▶ [TASK 1]
Print the Fred Roberts profile word for word, between "Director, DIMACS and" and "mathematics at Rutgers.", inclusive.
▶ [TASK 2]
Using the Fred Roberts profile, explain in one to three sentences why DIMACS is called a consortium.
▶ [TASK 3]
According to the Fred Roberts profile, in how many professional journals has Roberts been published?

▶ [EXCERPT]
· · · · ·

Fred Roberts, Ph.D.
Director, DIMACS and CCICADA, Professor, Department of MathematicsRutgers University
CoRE Building, Rutgers University
96 Freelinghuysen Rd
Piscataway, NJ 08854-8018
Fred Roberts, Ph.D., is a mathematics professor at Rutgers and the director emeritus of the Rutgers’ Center for Discrete Mathematics and Theoretical Computer Science (DIMACS)-an NSF consortium of Rutgers and Princeton, AT&T Labs, Bell Labs (Lucent Technologies), Cancer Institute of NJ, NEC Laboratories America, Telcordia Technologies, and other affiliate members. Roberts also serves as the director of two Department of Homeland Security (DHS) university consortiums: the DHS Center of Excellence: Command, Control and Interoperability Center for Advanced Data Analysis (CCICADA) and and the Homeland Security Center for Dynamic Data Analysis (DyDan). He is also a professor of mathematics at Rutgers.
His primary research interests include mathematical models applied to homeland security, social, behavioral, biological, and environmental sciences, and transportation and communications issues; graph theory and combinatorics; measurement theory; operations research; utility; and utility and social choice. Roberts has authored books on these subjects and has been published in over 160 professional journals, recently appearing in Discrete Applied Mathematics, IEEE Press, Annals of Operations Research, and the Society for Industrial and Applied Mathematics (SIAM) Journal on Discrete Mathematics.

· · · · ·

▶ [RECORDED INFORMATION]
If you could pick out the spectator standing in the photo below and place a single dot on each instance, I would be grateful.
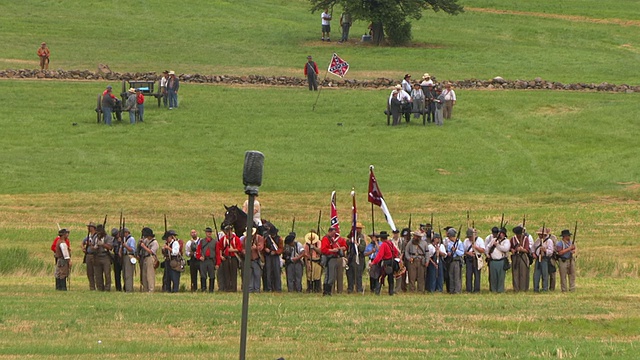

· · · · ·

▶ [ANSWER 1]
Director, DIMACS and CCICADA, Professor, Department of MathematicsRutgers University
CoRE Building, Rutgers University
96 Freelinghuysen Rd
Piscataway, NJ 08854-8018
Fred Roberts, Ph.D., is a mathematics professor at Rutgers and the director emeritus of the Rutgers’ Center for Discrete Mathematics and Theoretical Computer Science (DIMACS)-an NSF consortium of Rutgers and Princeton, AT&T Labs, Bell Labs (Lucent Technologies), Cancer Institute of NJ, NEC Laboratories America, Telcordia Technologies, and other affiliate members. Roberts also serves as the director of two Department of Homeland Security (DHS) university consortiums: the DHS Center of Excellence: Command, Control and Interoperability Center for Advanced Data Analysis (CCICADA) and and the Homeland Security Center for Dynamic Data Analysis (DyDan). He is also a professor of mathematics at Rutgers.

▶ [ANSWER 2]
DIMACS is called a consortium because it joins several institutions. These are Rutgers, Princeton, AT&T Labs, Bell Labs (Lucent Technologies), the Cancer Institute of NJ, NEC Laboratories America, Telcordia Technologies and other affiliate members.

▶ [ANSWER 3]
Over 160.